» Problem to work on: Copy out verbatim the part of the entries that opens with the line containing "Each instance receives one point. Mark the locomotive smokebox" and runs through the end of the entries.
━━━
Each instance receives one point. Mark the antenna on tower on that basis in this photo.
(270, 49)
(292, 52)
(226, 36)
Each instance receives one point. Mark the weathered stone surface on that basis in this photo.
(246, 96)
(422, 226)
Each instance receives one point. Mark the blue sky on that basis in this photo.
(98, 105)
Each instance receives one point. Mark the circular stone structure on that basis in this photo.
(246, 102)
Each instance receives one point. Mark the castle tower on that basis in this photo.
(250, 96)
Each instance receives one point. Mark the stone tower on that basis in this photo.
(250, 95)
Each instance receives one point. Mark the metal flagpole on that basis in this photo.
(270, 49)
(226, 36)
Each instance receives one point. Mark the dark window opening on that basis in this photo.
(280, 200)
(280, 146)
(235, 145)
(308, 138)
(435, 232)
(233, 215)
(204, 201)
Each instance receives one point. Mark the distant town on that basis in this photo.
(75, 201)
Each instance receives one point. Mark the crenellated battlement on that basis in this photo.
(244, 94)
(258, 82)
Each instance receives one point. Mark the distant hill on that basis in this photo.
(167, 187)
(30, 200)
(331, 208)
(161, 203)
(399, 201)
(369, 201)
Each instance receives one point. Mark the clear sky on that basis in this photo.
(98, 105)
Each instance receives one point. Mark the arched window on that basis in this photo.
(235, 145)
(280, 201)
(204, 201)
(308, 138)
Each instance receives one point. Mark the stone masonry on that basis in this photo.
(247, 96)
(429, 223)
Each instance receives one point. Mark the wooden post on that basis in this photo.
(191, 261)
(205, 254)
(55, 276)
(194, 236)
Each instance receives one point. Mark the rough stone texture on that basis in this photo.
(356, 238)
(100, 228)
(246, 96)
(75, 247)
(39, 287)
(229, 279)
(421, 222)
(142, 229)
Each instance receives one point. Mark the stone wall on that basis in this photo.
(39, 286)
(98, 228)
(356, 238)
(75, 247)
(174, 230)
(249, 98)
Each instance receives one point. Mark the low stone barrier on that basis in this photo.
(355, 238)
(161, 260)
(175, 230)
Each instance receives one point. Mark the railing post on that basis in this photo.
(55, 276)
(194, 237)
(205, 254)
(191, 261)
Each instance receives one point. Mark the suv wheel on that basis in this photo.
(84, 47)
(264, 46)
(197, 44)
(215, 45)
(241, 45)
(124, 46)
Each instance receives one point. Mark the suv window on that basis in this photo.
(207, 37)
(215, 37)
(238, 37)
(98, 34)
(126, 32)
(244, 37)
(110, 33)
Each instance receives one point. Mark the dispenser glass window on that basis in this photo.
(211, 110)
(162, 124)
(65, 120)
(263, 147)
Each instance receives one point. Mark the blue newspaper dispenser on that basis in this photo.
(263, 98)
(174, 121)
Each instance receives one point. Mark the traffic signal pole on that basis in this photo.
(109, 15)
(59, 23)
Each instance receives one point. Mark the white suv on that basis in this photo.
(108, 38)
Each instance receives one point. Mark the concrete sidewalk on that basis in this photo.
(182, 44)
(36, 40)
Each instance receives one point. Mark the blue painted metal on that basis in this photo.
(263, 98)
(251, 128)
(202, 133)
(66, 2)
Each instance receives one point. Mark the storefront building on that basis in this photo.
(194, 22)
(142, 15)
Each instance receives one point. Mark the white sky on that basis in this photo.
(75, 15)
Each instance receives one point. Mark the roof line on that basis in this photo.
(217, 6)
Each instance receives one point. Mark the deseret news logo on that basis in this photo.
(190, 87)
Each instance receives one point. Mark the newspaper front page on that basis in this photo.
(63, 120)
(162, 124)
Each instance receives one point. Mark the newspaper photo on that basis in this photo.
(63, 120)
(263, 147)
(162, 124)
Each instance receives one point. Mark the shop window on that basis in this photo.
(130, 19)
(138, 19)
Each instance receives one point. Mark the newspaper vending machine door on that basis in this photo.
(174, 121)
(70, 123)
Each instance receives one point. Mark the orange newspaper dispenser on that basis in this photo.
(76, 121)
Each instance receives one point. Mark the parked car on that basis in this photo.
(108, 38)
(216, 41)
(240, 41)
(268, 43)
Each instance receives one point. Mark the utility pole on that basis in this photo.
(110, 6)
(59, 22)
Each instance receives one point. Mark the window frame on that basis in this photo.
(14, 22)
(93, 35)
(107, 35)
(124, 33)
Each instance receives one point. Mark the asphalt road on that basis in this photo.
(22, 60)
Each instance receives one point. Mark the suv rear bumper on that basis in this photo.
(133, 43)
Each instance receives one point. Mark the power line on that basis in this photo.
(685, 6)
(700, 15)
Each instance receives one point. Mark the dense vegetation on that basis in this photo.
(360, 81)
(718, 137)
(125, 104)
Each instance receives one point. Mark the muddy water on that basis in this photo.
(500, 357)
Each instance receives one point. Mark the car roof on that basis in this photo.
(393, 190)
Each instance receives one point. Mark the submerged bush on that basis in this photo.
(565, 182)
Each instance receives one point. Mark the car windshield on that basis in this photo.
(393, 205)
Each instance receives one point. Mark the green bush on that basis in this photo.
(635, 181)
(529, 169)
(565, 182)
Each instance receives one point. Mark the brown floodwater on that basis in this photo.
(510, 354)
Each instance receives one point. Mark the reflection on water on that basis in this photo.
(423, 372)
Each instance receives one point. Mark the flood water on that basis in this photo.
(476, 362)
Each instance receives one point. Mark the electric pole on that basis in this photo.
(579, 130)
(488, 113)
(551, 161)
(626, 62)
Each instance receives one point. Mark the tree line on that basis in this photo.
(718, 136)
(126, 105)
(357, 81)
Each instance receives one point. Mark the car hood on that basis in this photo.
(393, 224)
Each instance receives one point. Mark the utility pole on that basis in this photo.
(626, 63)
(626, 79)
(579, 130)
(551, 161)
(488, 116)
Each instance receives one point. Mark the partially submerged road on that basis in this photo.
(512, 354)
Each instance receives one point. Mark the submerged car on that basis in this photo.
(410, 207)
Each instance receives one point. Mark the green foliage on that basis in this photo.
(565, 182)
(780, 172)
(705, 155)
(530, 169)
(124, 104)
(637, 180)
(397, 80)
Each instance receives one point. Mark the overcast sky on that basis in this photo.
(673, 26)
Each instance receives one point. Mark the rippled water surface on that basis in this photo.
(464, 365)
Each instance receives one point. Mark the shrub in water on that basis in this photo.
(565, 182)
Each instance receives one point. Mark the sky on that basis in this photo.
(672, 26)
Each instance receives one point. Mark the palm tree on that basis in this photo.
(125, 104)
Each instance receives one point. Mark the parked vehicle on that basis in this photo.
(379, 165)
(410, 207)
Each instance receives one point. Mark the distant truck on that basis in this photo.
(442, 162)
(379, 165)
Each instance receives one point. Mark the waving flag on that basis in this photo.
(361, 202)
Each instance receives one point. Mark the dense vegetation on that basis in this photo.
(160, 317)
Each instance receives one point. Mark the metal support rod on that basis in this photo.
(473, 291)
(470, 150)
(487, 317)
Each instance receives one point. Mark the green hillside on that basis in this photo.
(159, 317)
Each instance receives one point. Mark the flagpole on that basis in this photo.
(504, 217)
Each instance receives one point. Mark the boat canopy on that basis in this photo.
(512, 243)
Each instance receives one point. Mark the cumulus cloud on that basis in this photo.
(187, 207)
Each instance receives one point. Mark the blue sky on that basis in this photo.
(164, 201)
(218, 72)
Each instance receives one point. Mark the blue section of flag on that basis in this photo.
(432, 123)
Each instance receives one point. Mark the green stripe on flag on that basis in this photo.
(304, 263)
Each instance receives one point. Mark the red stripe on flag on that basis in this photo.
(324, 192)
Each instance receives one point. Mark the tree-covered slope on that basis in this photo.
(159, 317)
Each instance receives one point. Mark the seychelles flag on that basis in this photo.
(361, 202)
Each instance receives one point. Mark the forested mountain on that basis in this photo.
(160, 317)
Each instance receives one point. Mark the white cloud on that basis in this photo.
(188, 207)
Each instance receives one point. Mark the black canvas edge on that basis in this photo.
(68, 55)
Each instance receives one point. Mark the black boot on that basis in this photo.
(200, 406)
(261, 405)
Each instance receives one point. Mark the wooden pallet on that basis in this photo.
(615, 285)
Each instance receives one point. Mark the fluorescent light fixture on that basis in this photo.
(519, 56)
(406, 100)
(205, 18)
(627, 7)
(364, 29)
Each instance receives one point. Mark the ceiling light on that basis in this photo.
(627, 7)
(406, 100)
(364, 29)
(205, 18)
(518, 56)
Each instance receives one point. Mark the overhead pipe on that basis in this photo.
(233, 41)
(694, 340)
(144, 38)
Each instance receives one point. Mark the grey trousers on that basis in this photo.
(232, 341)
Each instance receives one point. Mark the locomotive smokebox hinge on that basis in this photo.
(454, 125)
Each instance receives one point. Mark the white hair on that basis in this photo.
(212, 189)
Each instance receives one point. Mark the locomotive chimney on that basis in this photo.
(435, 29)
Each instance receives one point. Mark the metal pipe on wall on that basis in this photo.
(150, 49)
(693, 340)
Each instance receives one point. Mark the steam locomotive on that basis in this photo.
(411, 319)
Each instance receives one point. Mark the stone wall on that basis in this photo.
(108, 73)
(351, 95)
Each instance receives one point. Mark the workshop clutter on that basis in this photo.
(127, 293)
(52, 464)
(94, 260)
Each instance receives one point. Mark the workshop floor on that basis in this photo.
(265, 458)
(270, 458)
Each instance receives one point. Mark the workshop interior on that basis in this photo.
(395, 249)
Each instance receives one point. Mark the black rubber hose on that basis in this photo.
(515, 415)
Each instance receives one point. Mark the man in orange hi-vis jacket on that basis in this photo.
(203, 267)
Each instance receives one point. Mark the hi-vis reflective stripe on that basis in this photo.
━━━
» Result of this exercise:
Each instance receives one point. Mark the locomotive smokebox hinge on that basis in this photo.
(454, 125)
Each instance receives one point. Mark the white hair on that basis in this photo.
(212, 189)
Each instance receives one point. Mark the locomotive chimney on that basis in this photo.
(435, 29)
Each instance receives one point. Mark the metal pipe on wall on that basis in this photo.
(150, 49)
(693, 340)
Each instance receives one point. Mark the steam locomotive on that basis in this photo.
(411, 319)
Each instance receives one point. Mark the stone wall on that basis in this photo.
(108, 73)
(351, 95)
Each instance receives one point. Mark the workshop clutter on that basis in this photo.
(127, 293)
(52, 464)
(94, 260)
Each instance receives one point. Mark the workshop floor on that basis in this photo.
(265, 458)
(270, 458)
Each instance receives one point. Mark the workshop interior on that basis in this photo.
(395, 249)
Each instance receives one point. Mark the black rubber hose on that basis in this photo.
(515, 415)
Each instance receives one point. Mark the man in orange hi-vis jacket on that basis in this photo.
(203, 267)
Each instance receives one point. Mark the hi-vis reflective stripe on that basis in this photo.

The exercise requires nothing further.